## EXERCISE TASK:
Repeat word for word the lines from the one containing "below, one point per instance." through the end of the entries.

[Position annotation entries]
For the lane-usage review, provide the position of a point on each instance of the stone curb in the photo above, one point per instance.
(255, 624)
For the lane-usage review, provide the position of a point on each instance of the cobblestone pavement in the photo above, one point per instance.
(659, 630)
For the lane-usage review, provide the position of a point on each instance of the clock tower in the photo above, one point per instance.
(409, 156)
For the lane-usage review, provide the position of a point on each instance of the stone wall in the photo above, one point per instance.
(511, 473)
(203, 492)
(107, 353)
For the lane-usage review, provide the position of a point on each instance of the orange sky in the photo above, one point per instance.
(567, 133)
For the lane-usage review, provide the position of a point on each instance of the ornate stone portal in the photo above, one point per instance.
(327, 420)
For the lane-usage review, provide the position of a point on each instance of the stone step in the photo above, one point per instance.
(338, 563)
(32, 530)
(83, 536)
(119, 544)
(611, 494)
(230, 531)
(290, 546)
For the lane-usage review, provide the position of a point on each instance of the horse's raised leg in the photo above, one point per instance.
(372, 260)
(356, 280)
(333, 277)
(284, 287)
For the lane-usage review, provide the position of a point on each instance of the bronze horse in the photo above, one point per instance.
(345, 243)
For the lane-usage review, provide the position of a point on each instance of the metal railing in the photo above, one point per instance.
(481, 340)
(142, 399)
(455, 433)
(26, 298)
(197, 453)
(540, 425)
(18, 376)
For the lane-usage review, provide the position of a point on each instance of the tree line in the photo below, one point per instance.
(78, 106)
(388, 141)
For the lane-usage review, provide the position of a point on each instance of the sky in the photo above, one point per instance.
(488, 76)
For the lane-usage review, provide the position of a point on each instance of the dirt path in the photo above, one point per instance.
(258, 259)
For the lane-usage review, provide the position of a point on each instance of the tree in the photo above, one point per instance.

## ANSWER TO THE EXERCISE:
For the lane-usage review, provide the position of a point on each instance of the tree line in the photo below, one point per instance.
(78, 106)
(388, 141)
For the lane-usage review, provide the position of a point on each instance of the sky in the photo above, one point per instance.
(488, 76)
For the lane-usage review, provide the position of a point on each instance of the dirt path in the photo above, one point per instance.
(258, 259)
For the lane-usage review, provide the position of a point on each instance of the tree in the photo above, one point per instance.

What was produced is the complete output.